(READING TEXT):
╭──

If using high drain cells, you may try lowering the cell voltage. You could, for example, start at 3.7V with a 30Q and measure current flow. Maybe the overall Vf off 3 XP-G3 emitters in parallel is a bit low, this way there's a very good chance the emitters will survive by limiting the potential current avalanche.
Turning blue means catastrophic levels of current being pushed through the chip.
I had a “3V-22V” drop-in that I wanted to test to make sure it could handle even only 2 cells, so put in 2 18350s. Got really blue and really dim. Didn’t have it that way for more than 1-2sec tops, pulled the plug. 1 cell back in, the bugger survived.
1 cell?? Dunno how a trip could go blue from only 1 cell like that, even if just crowbarred right across the LEDs.
Unless they separated from the mcpcb and were just floating? Could make electrical contact w/o much thermal contact. That might cook ’em.
It was on no more than a second after turning blue but no help. I don’t understand how would they get so hot that fast. I was using it max 2 minutes before they died but it wasn’t constant on as I was playing with modes.
Interesting is moon didn’t work at all (before it died), leds were off in that mode.
It’s before my time here, but I believe OL did pretty much only DD lights: LED and Li cell and switch, that’s the whole circuit. Don’t think they could cook so fast unless there was some serious thermal upset.
Turning blue means that solder under led is bad and melting at low temperatures. Try to reflow same xpg3 with better solder and flux, worked for me couple times even with DTP boards and XHP70…
The emitter board is said to be aluminium and heat transfer to the leds' thermal pad is thus also crippled. It would be wise to start measuring tailcap currents with less than fully charged batteries and work your way up from there to observe current ramp up as cell voltage is increased.
As it is, lower discharge cells may work better in this torch.
Just clean all remaining solder with copper wire after removing led, and some 1000 grit sandpaper will clean underneath led remains with just slight moving without any pressure. Applying good flux and quality solder will solve the problem for good…
I tried today several times and there is always at least one led not working good.
All of them are working now, but 2 are on only about 50% brightness.
Not gonna bother with it anymore.
I have asked Sofin for replacement MCPCB or I will somehow put 3 DTP boards in with XP-L HI.

╰──

Point localization data
╭──

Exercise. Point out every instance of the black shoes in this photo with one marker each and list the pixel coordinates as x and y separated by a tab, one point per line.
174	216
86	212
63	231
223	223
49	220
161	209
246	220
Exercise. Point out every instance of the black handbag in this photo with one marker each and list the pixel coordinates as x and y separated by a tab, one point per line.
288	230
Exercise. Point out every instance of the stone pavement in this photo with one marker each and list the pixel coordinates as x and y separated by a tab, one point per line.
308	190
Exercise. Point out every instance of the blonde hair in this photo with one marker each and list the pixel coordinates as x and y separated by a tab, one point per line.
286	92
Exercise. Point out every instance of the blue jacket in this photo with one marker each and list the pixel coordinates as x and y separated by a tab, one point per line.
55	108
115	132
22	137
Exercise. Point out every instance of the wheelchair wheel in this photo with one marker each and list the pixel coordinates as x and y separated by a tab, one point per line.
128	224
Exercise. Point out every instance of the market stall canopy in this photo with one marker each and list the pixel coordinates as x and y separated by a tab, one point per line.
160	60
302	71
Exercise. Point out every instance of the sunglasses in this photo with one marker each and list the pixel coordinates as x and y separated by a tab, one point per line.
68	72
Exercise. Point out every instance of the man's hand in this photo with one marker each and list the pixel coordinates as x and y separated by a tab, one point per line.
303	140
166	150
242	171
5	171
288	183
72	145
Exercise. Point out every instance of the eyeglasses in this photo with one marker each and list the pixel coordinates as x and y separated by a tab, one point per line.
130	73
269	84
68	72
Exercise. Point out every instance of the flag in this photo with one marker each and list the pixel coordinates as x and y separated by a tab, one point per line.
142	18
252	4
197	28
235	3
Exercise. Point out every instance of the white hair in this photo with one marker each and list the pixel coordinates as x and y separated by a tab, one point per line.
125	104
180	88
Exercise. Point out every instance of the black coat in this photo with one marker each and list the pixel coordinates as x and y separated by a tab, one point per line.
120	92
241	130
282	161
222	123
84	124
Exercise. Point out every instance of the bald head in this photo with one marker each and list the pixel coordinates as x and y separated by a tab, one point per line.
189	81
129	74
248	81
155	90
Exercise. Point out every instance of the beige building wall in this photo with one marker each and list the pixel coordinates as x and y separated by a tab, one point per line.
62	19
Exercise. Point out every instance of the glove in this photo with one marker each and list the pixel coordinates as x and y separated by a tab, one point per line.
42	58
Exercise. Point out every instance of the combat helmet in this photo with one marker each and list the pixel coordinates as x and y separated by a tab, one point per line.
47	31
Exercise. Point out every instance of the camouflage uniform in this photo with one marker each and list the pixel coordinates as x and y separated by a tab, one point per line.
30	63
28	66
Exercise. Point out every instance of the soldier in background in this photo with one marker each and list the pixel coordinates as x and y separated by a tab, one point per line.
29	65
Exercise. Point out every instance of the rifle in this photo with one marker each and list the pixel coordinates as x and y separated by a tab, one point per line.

╰──

(REQUIRED ACTION 1):
Answer these questions from the thread.
(a) What cell voltage and which cell does the first post suggest starting with?
(b) What grit of sandpaper is recommended for cleaning underneath the LED remains?
(c) How many LEDs are running at only about 50% brightness?
(REQUIRED ACTION 2): Rename "MCPCB" to "emitter board" in the thread, and write out the passage starting at "All of them" and ending at "with XP-L HI.".

(RESPONSE BOX 1):
(a) 3.7V with a 30Q.
(b) 1000 grit.
(c) Two.

(RESPONSE BOX 2):
All of them are working now, but 2 are on only about 50% brightness.
Not gonna bother with it anymore.
I have asked Sofin for replacement emitter board or I will somehow put 3 DTP boards in with XP-L HI.